### WHAT TO WORK ON
Pick up the blog post on the risks of drilling and carry it on from its final sentence.

Wednesday, March 28, 2012

The risks of drilling

The government is currently planning for a massive expansion in oil and gas exploration in the Exclusive Economic Zone, as part of their "find oil" plan for economic recovery (yes, that's their plan: find oil. They might as well "plan" to win the lottery). Meanwhile, from the UK, there's another warning of the dangers of this sort of activity, with a blowout at the Elgin gas platform in the North Sea. Currently the rig is spewing gas into the atmosphere, creating a risk of an explosion which has forced the evacuation of several nearby platforms. If not plugged, the leak could persist for 10-12 years, and spew half a billion tonnes of CO2-equivalent into the atmosphere, accelerating global warming. This is by any assessment an environmental disaster demanding urgent action. So what's the company's solution? Dither, of course:

It could take another six months for oil engineers to drill a relief well to the leaking gas field beneath the offshore platform in the North Sea that was evacuated over the weekend when highly inflammable and toxic gas reached dangerous levels.

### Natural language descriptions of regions
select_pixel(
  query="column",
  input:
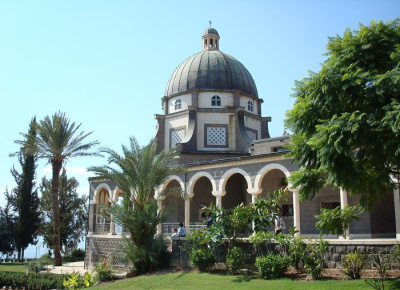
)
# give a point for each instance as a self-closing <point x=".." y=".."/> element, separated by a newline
<point x="254" y="193"/>
<point x="218" y="195"/>
<point x="187" y="208"/>
<point x="397" y="211"/>
<point x="159" y="202"/>
<point x="296" y="212"/>
<point x="343" y="203"/>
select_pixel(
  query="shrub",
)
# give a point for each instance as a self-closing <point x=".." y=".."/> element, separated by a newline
<point x="78" y="253"/>
<point x="354" y="264"/>
<point x="75" y="281"/>
<point x="296" y="252"/>
<point x="235" y="259"/>
<point x="40" y="264"/>
<point x="202" y="259"/>
<point x="272" y="266"/>
<point x="104" y="272"/>
<point x="314" y="258"/>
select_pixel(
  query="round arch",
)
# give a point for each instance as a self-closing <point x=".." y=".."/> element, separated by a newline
<point x="229" y="173"/>
<point x="261" y="173"/>
<point x="98" y="189"/>
<point x="197" y="176"/>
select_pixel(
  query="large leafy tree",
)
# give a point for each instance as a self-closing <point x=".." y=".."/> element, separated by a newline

### EXERCISE OUTPUT
Total, the oil company that operates the platform, said it will drill the relief well to the leaking well head, which could then be blocked with a concrete plug similar to the plugging technique used to stem the Deepwater Horizon spill in the Gulf of Mexico.

There are other options - the article mentions plugging the well from the rig itself - but they might endanger its precious asset. And so the environment gets sacrificed instead.

Meanwhile, our government presses on with its plans. And its new EEZ bill has no requirements that drilling platforms be fitted with blowout preventers to limit the damage from this sort of accident. Its an environmental disaster waiting to happen. Sadly, like Total, our government is thinking about the money rather than the environmental risks.